Supplied text:
********************

Bad Words: An Interview with Jason Bateman
Typically at the beginning of the year, theaters are rife with low budgeted critical flop horror movies and comedies that are some how able to pull in millions and keep people kind of entertained until the bigger and better films of the year begin to be released towards the beginning of May.
We saw this happen even this year with The Monuments Men, Ride Along, Pompeii and Need for Speed. But every once in a while a movie, sometimes even a comedy, comes out of the woodwork and proves to be actually worth the growing expense of paying a trip to the theater. I am referring to Jason Bateman’s foulmouthed spelling bee dark comedy Bad Words.
The film marks Bateman’s directorial debut and yet another comedic success in the actor’s 30 year long career. I was fortunate enough to have the chance to partake in a conference call interview with the Arrested Development star about what it was like to direct for the first time, his inspirations in doing so and what it was like to watch a young child talk about groping a prostitute’s breasts.
Bateman was very relaxed throughout the interview which consisted of over 20 college newspaper writers and bloggers from across the country and he provided thoughtful answers to many thoughtful questions. One main aspect of the movie is that it is pretty brash. It’s not everyday that you watch a grown man enter a spelling bee only to play mind games with the other children so they fail on stage in front of all their loved ones.
So when asked if he was worried about any controversy that may surround the film Bateman seemed almost tired of hearing that question as he replied, frankly, “there are people sunbathing nude in Europe around children all the time and that country isn’t popping out adolescent murderers left and right,” and after being repeatedly asked about the language content and if he ran into any problems making some kids swear of having them act in scenes with strong language he explained how every kid and most of their parents read the script even before they auditioned so if any of them were to have had any problems with the language they should have just left the audition right then and there.
A lot of questions pertained to his experiences between directing and acting and whether one was more challenging or not to which he responded “Acting you’re only working to create a new individual, compared to directing where you’re trying to create a whole world,” which Bateman noted was indeed daunting throughout the whole process but he was “excited by the challenge of taking a larger responsibility.” As for the future of his career in directing he admitted he would do it full time if “they would have me,” and would love to work like Clooney and Affleck meaning he would continue to act and direct for the same project (which he is doing for the upcoming adaptation of Kevin Wilson’s acclaimed novel The Family Fang starring Nicole Kidman and Bateman himself).

********************

Material shown:
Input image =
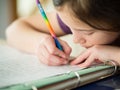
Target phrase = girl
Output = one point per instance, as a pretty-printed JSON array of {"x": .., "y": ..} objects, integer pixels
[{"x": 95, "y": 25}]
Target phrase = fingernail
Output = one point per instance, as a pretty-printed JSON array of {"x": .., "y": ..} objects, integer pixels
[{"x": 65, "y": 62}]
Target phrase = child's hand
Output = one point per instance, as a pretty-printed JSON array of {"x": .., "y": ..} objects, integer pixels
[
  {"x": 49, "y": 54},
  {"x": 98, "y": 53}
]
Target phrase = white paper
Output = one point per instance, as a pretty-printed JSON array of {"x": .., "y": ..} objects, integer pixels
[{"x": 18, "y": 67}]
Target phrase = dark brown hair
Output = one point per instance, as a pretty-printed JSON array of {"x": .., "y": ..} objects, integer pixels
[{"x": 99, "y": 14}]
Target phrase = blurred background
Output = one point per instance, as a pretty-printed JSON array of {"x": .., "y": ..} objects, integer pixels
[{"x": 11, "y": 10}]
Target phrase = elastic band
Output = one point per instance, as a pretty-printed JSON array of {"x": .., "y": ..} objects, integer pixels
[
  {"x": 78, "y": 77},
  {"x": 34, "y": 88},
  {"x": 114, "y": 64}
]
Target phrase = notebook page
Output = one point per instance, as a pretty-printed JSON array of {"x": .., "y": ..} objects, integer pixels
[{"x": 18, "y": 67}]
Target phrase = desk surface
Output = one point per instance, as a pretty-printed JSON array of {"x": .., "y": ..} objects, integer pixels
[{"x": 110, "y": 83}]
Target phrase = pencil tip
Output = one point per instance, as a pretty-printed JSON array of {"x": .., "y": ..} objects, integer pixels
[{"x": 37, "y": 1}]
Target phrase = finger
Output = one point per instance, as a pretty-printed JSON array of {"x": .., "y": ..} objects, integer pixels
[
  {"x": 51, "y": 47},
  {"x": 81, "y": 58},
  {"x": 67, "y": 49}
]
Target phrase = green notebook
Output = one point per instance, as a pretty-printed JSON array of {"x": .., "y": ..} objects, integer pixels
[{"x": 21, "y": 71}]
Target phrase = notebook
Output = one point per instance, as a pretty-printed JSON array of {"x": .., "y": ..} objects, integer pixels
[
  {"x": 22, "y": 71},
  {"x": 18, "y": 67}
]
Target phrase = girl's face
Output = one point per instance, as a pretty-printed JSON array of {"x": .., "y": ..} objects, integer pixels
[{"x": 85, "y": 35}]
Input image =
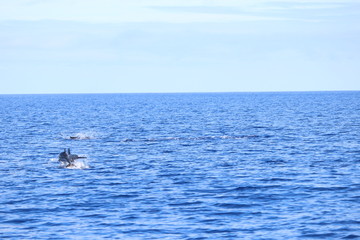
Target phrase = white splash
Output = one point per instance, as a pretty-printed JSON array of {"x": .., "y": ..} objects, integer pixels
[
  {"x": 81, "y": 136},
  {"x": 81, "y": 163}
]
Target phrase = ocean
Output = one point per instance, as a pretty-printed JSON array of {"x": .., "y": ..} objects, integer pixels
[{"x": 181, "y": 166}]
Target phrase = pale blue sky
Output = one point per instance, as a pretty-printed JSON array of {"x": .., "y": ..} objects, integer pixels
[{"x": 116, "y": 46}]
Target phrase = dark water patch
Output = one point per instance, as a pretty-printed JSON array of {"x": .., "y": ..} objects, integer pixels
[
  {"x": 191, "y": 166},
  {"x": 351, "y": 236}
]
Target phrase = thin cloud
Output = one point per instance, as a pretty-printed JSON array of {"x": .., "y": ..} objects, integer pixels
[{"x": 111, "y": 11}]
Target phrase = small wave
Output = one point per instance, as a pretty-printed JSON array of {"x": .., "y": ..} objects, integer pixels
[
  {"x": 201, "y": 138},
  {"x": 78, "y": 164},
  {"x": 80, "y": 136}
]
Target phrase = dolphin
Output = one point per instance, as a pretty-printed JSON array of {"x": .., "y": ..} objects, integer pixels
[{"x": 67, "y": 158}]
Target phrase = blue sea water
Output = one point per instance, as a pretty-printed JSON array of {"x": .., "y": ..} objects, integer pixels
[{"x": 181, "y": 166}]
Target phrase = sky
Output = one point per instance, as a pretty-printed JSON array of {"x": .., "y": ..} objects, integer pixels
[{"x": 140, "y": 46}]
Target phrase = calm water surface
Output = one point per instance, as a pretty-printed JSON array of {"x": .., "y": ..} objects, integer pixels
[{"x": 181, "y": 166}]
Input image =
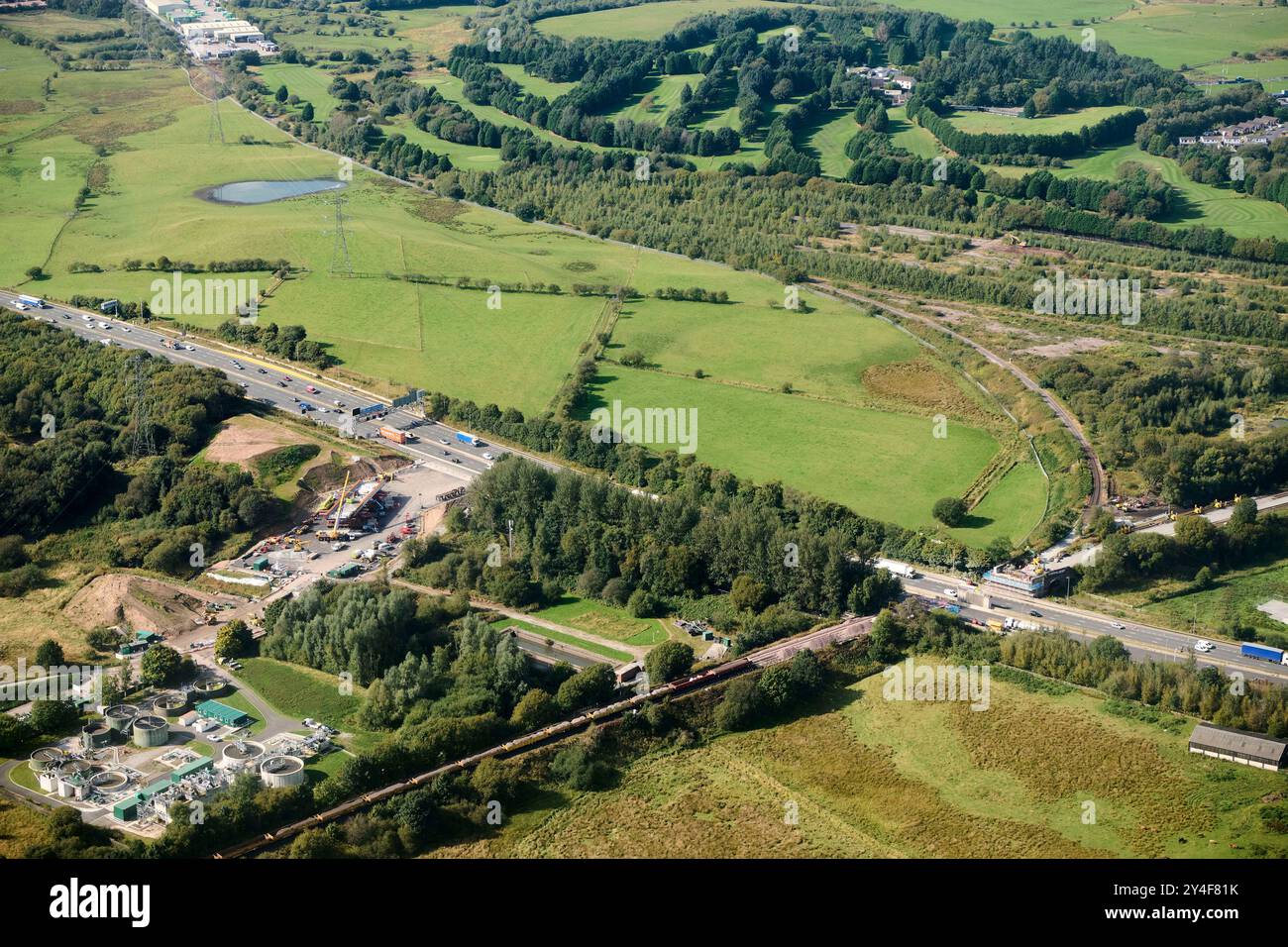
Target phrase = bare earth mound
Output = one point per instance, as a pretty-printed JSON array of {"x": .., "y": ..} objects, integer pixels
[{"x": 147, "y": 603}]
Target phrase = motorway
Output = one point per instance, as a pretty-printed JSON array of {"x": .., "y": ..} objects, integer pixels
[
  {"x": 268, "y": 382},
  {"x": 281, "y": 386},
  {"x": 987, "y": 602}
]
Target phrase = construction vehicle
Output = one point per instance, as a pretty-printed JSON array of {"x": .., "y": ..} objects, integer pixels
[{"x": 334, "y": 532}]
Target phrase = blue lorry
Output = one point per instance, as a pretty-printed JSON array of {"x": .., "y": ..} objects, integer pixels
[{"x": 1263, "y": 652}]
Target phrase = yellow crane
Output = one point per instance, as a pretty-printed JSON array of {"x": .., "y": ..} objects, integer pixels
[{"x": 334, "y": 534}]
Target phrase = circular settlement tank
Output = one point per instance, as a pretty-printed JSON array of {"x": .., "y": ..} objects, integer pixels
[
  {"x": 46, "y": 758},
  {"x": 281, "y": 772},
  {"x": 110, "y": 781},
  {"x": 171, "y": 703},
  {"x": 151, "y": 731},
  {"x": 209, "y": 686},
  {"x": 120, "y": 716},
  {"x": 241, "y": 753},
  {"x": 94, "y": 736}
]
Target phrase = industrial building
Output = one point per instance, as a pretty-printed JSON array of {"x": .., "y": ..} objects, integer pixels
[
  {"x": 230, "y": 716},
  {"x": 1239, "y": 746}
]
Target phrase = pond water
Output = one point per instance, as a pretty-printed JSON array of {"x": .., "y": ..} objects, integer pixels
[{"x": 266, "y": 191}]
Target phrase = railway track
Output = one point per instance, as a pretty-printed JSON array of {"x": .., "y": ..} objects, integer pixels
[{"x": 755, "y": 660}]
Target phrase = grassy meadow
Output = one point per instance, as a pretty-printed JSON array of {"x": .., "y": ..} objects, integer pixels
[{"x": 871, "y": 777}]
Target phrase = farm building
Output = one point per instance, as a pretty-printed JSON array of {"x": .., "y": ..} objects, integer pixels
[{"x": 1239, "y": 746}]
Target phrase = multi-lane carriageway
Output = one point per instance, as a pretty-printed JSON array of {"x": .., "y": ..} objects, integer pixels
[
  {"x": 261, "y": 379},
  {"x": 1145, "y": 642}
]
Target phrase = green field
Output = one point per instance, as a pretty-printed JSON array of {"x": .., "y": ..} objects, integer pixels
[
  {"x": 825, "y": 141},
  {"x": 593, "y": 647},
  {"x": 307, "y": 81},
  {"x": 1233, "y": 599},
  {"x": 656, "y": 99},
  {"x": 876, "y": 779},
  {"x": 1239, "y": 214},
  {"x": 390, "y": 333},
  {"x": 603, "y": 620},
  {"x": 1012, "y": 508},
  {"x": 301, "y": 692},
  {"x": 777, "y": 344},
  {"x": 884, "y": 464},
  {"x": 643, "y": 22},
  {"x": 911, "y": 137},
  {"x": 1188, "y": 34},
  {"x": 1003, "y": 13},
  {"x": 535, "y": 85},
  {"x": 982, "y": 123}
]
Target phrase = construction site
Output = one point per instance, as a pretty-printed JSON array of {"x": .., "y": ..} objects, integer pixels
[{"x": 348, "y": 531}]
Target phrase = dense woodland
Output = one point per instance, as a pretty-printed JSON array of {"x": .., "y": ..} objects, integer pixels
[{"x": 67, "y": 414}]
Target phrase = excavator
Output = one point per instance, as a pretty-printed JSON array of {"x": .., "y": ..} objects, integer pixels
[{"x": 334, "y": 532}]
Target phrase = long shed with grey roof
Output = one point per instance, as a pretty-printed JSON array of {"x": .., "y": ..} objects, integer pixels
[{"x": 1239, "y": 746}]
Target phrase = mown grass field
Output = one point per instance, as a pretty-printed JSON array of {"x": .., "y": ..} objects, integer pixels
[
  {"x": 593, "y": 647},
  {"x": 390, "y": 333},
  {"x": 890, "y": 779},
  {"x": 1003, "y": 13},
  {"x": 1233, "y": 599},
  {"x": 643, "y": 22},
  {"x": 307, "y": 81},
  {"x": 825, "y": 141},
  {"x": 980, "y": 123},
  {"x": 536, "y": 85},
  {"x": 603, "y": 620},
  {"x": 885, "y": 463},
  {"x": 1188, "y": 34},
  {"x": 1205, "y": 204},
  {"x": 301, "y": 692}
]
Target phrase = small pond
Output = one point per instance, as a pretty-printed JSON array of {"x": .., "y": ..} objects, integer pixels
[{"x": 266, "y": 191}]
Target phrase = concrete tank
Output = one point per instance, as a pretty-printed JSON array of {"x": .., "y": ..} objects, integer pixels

********************

Tasks:
1. The Jason Bateman interview article cites several films as examples of early-year theatrical releases. List those films.
2. Write a continuation of the article on the Jason Bateman interview, beginning after its final sentence.

Answers to the exercise:
1. The Monuments Men, Ride Along, Pompeii, Need for Speed

2.
He also looks towards directors like Paul Thomas Anderson (There Will Be Blood), The Coen Brothers (No Country for Old Men), Alexander Payne (Nebraska), and Spike Jonze (Her) for being the main sources of finding the style with which Bateman sees himself using when directing.
As for his inspiration to direct he noted there is no one person or movie that directly inspired him but more of a combination of people and feelings that brought him to the realization that maybe acting wasn’t all he wanted to pursue. The realization to which I am referring came about after having a great “seat” as an actor for over 20 years to learn the ropes and come to understand what it is like to be a director from directors themselves. Bateman stated that he “has always been a team spirit guy,” and directing allows him to combine that passion and his passion for movies. He always wanted to direct he just needed to learn how to speak their language first, and seeing how Bad Words turned out he clearly learned from some of the best.
So if you are looking for something more low brow and risky to start off your film-going year, look to Bateman’s wonderfully wacky and albeit raunchy as hell black comedy, Bad Words. The cast is impeccable (lead by Bateman and supported by comedic greats such as Allison Janney, Philip Baker Hall and Kathryn Hahn) including newcomer Rohan Chand who plays a particularly colorful and undeniably sweet contestant whom Bateman’s character befriends during the tumultuous spelling bee process.
One last note to round this out, when Bateman was asked, rather fittingly, as to what word in the film’s spelling bee scenes he enjoyed the most, he chose “floxinoxinihilipilification” which is the largest word in the English language and is defined as when something is useless/pointless, such as the length of the word itself.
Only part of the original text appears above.